Your result should be every line of the records below that contains the word "ribbon".

## DATA EXTRACTS
○ ○ ○ ○

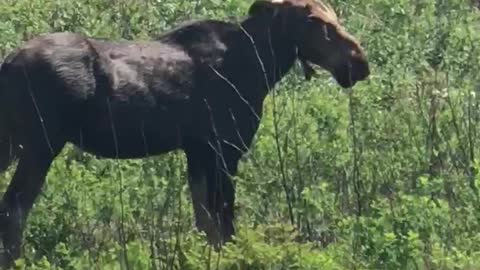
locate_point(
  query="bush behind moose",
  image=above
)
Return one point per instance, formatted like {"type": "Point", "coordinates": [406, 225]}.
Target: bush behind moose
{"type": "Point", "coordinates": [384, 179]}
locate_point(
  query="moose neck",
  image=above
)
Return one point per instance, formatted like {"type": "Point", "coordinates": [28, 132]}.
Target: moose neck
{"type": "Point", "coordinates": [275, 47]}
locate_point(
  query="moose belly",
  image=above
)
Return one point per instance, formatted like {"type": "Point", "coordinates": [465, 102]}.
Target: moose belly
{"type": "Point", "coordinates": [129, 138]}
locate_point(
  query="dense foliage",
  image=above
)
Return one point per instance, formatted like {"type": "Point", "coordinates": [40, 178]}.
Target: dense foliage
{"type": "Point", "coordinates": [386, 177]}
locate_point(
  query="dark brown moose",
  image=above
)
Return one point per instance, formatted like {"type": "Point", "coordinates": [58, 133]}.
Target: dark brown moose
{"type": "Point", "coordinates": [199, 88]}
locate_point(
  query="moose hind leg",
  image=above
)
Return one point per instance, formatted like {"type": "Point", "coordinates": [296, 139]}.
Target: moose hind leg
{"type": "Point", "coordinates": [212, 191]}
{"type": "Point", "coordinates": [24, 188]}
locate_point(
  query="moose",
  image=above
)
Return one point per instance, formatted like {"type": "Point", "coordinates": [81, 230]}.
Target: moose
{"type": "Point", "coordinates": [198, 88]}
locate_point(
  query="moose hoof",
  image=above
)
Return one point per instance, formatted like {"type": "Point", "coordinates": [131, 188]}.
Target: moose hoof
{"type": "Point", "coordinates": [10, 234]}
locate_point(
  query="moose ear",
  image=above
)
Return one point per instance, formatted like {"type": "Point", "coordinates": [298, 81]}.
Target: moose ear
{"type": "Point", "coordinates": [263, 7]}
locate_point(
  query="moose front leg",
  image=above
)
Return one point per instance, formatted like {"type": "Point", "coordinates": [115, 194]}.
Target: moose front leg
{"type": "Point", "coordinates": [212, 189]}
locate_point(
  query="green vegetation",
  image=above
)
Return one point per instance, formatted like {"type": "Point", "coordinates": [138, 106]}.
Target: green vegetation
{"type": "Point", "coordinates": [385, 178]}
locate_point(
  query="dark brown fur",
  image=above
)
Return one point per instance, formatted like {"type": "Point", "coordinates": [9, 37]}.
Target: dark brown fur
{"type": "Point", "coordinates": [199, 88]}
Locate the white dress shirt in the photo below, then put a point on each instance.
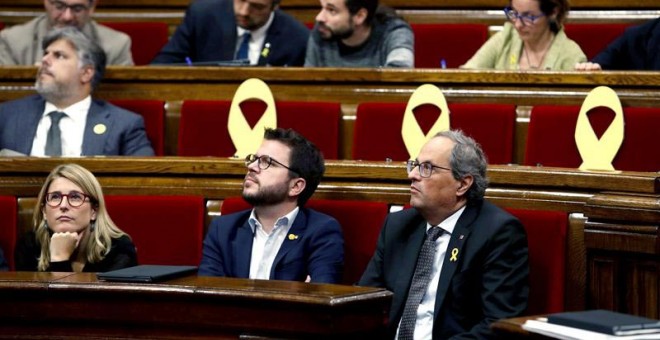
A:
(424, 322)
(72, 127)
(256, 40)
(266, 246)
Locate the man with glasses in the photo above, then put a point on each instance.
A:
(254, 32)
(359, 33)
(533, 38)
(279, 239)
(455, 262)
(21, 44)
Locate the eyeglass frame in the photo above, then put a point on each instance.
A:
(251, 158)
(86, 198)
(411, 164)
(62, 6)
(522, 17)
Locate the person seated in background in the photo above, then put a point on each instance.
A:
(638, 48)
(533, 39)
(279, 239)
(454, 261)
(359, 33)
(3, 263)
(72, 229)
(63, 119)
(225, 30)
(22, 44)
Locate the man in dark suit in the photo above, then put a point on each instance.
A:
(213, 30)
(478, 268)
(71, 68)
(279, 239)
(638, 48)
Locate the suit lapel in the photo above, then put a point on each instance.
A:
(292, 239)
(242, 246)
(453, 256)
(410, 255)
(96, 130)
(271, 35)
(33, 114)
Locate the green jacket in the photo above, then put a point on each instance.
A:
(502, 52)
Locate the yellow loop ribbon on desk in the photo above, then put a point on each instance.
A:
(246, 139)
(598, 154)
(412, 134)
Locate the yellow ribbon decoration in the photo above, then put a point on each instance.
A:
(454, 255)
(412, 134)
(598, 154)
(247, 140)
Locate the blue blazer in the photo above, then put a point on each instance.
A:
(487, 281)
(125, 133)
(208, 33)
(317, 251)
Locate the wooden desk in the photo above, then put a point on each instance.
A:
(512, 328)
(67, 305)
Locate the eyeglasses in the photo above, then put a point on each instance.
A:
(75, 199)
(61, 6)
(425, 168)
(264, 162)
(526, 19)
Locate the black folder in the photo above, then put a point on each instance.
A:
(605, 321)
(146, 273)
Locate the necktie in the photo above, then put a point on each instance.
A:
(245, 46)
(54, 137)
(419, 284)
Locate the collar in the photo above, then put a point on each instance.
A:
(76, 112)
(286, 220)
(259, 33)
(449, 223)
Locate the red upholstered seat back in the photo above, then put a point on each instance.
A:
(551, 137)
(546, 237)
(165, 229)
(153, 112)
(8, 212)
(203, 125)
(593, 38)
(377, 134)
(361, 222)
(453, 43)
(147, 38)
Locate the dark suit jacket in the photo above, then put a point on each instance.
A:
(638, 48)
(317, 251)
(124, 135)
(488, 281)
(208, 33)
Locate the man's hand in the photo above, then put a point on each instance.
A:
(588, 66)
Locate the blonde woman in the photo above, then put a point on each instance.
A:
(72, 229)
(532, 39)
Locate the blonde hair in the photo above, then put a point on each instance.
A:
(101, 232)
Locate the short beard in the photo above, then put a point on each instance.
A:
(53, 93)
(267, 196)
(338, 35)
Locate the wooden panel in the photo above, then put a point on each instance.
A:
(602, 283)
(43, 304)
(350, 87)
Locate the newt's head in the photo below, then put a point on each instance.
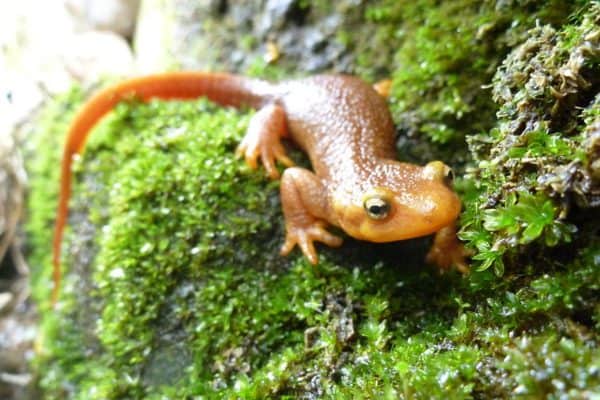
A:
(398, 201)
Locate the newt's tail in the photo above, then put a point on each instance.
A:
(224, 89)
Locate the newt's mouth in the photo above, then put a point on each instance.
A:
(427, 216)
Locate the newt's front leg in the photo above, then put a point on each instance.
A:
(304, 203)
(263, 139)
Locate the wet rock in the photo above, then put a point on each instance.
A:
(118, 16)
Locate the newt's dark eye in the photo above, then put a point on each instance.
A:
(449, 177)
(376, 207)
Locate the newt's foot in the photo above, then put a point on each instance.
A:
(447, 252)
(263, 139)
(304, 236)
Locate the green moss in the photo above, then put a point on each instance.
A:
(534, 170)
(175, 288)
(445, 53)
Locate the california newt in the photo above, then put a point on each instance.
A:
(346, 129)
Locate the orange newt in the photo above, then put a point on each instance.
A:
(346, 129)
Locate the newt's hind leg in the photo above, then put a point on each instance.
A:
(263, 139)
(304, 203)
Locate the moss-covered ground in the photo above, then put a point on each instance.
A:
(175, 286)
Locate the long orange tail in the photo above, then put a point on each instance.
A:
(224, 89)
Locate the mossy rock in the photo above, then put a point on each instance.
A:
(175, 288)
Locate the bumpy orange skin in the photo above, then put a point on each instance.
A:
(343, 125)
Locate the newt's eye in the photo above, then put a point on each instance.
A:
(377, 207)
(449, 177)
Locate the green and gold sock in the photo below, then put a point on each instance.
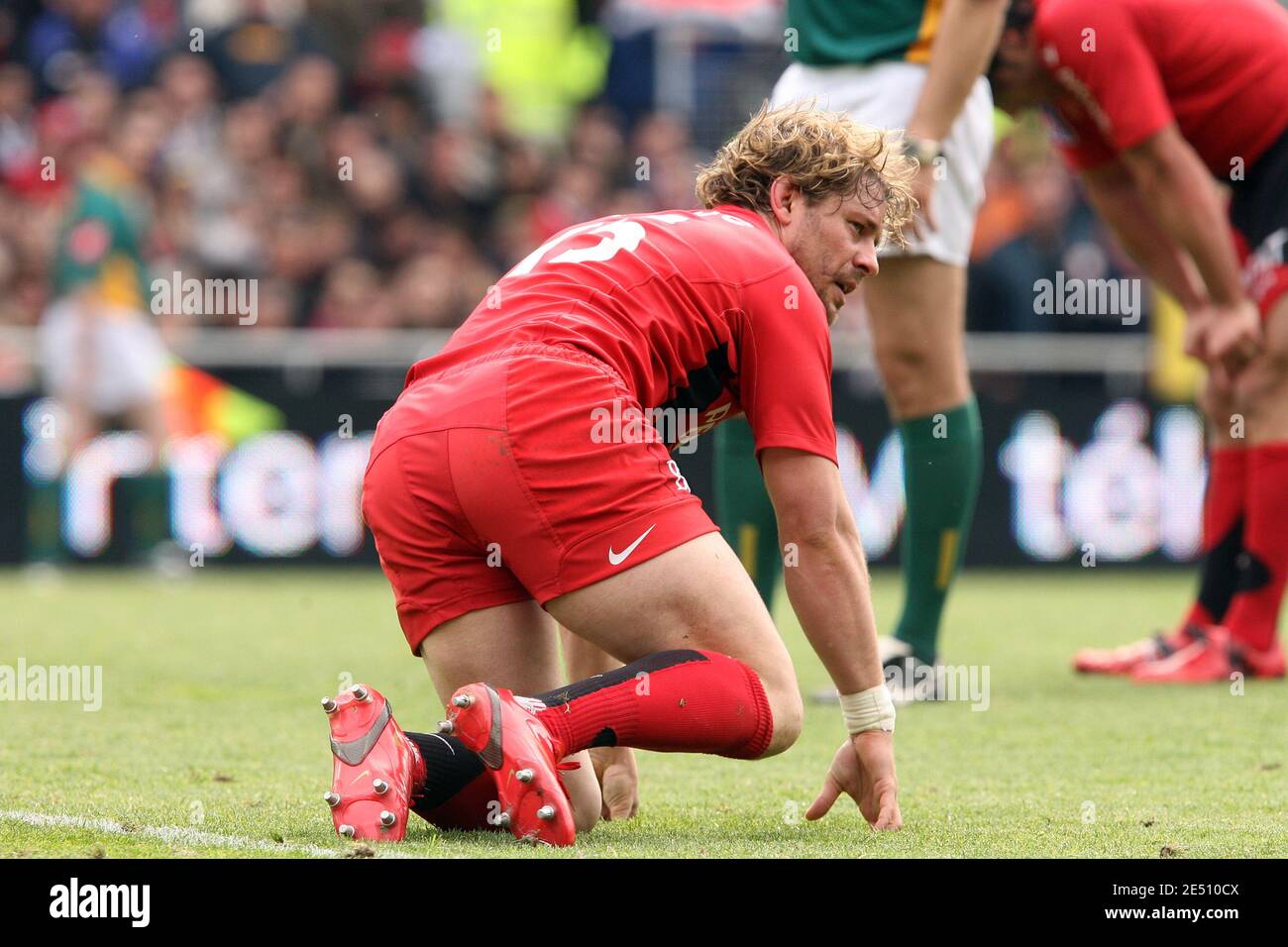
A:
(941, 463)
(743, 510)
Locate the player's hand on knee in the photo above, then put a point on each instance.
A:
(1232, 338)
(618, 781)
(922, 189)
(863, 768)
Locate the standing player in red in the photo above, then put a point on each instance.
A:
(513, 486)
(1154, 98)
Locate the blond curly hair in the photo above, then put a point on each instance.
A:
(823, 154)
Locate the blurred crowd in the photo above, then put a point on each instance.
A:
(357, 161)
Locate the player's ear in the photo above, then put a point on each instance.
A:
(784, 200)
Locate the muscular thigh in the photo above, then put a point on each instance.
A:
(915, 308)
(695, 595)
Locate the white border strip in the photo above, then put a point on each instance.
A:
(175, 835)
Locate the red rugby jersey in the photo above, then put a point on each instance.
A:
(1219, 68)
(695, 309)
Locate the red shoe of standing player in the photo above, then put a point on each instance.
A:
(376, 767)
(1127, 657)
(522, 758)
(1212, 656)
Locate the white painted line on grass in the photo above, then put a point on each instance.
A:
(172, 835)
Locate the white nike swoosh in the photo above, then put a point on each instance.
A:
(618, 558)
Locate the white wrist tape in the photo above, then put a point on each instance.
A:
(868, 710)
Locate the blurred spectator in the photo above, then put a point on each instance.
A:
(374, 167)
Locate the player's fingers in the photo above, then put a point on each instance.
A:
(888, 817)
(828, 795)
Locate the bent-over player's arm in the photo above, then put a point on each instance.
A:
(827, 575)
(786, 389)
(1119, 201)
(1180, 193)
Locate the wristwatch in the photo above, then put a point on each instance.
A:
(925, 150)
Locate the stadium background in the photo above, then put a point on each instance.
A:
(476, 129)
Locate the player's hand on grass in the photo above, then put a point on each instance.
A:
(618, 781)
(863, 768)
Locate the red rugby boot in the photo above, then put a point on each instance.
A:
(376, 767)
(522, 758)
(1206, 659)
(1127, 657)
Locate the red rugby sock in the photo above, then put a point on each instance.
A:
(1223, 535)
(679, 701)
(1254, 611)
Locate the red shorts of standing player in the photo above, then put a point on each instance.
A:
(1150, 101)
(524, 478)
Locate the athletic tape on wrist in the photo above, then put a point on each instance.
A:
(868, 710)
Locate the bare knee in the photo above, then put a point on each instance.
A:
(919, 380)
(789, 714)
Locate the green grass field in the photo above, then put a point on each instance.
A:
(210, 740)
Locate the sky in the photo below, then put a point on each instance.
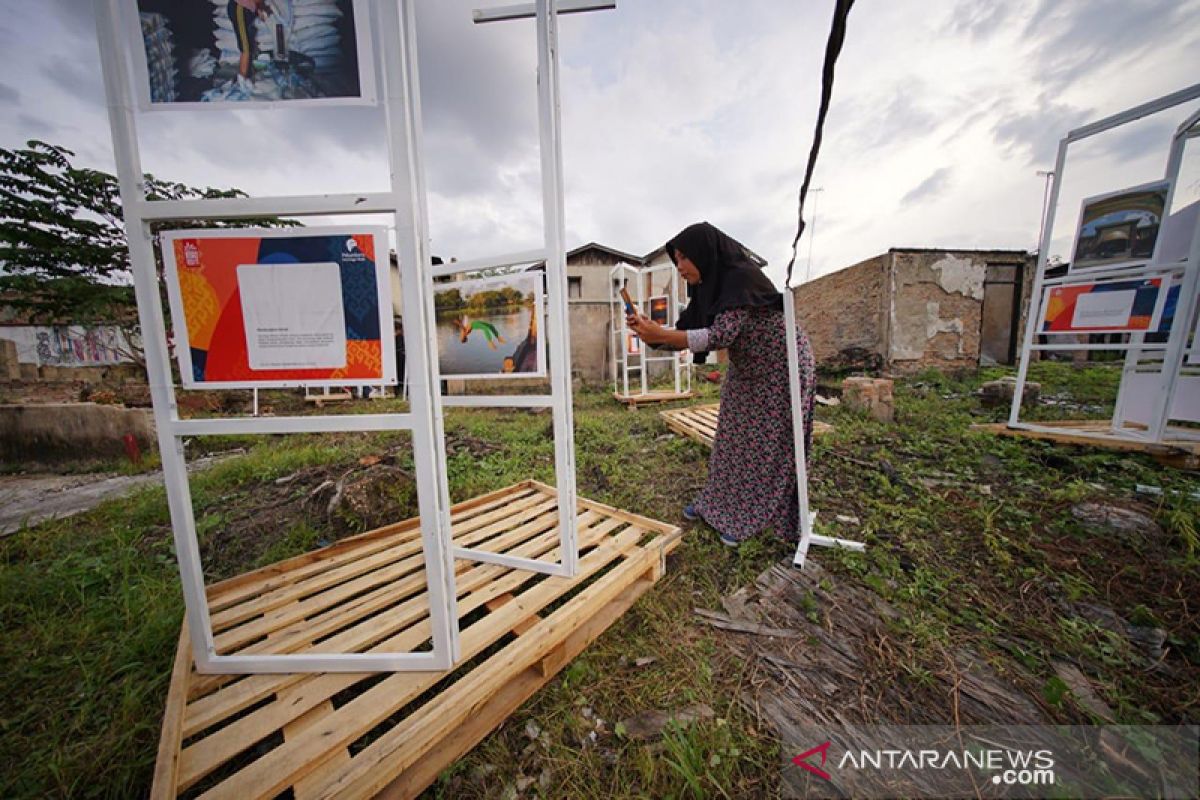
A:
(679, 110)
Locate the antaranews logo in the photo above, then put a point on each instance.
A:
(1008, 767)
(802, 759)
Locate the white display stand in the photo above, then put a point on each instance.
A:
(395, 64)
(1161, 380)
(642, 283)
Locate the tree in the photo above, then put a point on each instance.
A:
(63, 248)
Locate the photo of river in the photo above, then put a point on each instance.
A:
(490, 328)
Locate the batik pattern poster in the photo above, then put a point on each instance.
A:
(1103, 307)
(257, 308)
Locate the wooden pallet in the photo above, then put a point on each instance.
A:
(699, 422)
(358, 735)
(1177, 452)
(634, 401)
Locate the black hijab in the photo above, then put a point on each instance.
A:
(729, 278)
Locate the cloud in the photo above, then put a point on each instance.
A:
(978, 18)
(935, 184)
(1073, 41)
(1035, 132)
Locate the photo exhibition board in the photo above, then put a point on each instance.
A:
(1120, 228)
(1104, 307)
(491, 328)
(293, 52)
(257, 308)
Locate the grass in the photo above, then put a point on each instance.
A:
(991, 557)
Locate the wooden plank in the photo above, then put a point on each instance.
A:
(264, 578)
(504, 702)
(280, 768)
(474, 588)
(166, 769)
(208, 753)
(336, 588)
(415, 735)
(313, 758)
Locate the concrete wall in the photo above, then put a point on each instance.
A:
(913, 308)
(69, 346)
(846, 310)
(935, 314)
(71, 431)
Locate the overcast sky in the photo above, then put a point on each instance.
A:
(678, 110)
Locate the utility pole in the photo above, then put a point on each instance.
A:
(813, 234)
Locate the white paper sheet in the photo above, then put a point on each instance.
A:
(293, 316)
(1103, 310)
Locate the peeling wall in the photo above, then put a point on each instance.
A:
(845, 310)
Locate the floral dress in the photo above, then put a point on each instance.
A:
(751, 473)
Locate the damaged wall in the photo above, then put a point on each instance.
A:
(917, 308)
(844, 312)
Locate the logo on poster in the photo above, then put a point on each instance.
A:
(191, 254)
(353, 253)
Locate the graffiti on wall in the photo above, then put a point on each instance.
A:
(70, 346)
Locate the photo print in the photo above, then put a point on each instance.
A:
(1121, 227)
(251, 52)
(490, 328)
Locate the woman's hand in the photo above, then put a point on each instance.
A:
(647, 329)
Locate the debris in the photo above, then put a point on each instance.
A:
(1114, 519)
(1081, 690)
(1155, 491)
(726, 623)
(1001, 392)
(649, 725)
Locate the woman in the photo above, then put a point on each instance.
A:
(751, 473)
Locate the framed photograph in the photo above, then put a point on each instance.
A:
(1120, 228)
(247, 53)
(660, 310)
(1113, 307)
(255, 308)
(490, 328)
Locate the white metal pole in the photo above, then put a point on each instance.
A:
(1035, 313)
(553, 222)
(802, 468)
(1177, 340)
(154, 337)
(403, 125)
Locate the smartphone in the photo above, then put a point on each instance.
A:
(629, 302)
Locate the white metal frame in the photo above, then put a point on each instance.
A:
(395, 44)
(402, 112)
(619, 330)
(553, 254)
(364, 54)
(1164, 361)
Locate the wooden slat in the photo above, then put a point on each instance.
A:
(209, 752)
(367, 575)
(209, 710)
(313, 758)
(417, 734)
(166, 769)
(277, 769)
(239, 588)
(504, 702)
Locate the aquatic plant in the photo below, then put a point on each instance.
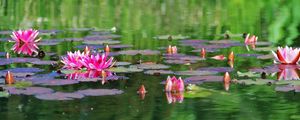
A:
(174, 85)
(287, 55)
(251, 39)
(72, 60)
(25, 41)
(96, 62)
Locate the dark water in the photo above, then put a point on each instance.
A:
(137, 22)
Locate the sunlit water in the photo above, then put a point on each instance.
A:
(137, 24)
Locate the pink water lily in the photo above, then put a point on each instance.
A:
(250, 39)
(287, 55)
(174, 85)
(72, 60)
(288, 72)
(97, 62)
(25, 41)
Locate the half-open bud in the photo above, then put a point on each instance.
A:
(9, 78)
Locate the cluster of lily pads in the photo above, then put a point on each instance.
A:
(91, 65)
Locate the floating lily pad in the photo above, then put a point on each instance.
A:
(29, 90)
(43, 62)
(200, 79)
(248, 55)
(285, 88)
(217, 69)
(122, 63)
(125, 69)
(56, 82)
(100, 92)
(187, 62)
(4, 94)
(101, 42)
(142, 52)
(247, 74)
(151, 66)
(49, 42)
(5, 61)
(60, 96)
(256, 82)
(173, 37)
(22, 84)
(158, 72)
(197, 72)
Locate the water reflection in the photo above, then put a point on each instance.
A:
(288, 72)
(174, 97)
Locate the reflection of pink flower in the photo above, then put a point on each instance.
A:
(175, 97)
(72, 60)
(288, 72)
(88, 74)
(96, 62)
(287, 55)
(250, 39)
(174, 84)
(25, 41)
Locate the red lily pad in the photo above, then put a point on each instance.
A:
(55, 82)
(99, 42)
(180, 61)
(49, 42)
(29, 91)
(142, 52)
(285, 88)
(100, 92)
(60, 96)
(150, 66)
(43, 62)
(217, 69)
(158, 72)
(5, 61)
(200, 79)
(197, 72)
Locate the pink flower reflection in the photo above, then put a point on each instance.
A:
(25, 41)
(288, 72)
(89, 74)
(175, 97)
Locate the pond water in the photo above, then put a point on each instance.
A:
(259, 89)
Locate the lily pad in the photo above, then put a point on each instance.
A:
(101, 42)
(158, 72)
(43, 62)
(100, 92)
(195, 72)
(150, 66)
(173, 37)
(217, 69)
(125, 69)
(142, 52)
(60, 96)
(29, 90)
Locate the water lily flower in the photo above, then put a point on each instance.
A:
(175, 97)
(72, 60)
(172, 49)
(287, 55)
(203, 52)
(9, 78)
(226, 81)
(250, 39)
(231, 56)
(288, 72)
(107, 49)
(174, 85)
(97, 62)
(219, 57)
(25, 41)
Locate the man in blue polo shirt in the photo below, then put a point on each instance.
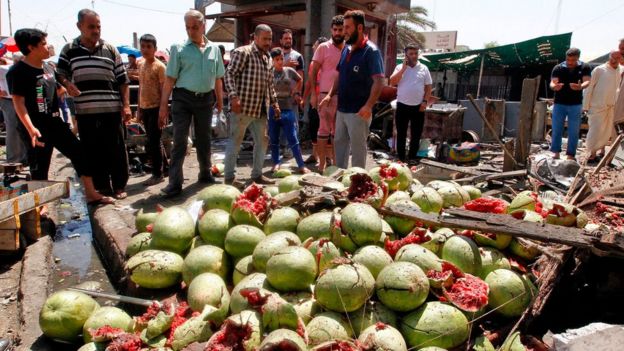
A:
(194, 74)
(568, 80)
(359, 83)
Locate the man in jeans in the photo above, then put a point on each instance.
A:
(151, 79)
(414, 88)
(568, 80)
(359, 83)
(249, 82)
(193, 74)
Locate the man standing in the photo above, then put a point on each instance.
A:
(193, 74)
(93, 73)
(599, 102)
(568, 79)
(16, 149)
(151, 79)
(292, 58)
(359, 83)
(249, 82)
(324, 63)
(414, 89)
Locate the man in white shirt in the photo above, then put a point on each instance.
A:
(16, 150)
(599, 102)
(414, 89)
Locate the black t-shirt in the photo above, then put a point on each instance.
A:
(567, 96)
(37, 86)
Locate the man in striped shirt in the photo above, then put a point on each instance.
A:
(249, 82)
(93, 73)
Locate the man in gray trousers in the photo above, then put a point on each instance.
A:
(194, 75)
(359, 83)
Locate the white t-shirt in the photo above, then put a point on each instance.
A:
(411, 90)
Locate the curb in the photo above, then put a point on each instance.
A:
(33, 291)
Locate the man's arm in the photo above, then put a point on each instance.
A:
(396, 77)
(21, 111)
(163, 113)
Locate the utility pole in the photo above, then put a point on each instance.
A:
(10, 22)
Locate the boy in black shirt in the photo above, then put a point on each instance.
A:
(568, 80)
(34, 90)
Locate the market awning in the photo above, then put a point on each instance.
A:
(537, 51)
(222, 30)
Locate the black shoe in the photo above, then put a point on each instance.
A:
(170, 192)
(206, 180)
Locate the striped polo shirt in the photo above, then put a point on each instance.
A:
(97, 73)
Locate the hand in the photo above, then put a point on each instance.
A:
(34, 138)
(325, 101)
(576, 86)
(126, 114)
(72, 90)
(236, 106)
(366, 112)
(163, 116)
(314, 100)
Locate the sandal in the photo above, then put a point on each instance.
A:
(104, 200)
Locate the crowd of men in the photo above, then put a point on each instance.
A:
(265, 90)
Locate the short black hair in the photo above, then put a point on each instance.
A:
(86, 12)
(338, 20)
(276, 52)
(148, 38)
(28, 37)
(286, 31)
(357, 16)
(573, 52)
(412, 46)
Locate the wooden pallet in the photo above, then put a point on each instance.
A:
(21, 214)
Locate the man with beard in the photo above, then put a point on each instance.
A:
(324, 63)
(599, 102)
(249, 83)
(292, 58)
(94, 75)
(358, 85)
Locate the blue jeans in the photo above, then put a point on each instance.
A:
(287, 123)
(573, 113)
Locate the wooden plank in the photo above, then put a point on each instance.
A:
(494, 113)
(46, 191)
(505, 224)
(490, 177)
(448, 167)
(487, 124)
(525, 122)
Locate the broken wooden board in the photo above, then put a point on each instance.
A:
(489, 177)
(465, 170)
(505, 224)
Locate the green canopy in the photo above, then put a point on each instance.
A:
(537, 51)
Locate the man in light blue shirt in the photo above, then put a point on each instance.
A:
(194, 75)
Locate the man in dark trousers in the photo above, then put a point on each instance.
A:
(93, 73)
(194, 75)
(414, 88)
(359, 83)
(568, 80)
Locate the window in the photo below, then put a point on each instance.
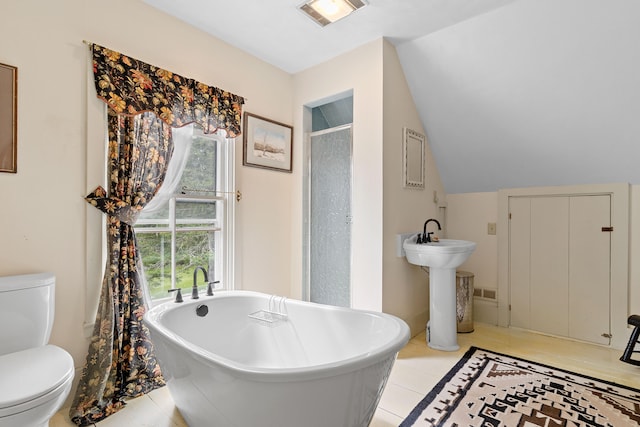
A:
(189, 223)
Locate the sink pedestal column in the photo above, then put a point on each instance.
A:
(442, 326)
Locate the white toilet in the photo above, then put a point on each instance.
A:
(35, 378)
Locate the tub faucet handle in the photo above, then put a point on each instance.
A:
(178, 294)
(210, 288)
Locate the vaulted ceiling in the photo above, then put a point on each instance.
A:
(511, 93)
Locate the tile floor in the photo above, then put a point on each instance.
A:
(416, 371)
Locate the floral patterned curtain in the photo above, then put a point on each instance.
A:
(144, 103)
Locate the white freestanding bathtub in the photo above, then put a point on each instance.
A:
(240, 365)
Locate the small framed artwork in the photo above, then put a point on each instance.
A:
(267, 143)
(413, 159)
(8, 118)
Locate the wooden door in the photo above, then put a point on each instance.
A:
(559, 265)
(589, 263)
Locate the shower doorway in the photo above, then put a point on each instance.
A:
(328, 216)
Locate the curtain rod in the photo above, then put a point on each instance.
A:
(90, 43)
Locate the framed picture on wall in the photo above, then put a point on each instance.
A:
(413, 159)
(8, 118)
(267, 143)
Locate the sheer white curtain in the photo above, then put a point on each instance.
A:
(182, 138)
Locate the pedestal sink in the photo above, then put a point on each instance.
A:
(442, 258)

○ ○ ○ ○

## FINISHED EXERCISE
Locate the yellow loop ribbon on desk in the photo above, then put a point on each instance.
Locate the yellow ribbon decoration in the photo above, then put a point on each instance.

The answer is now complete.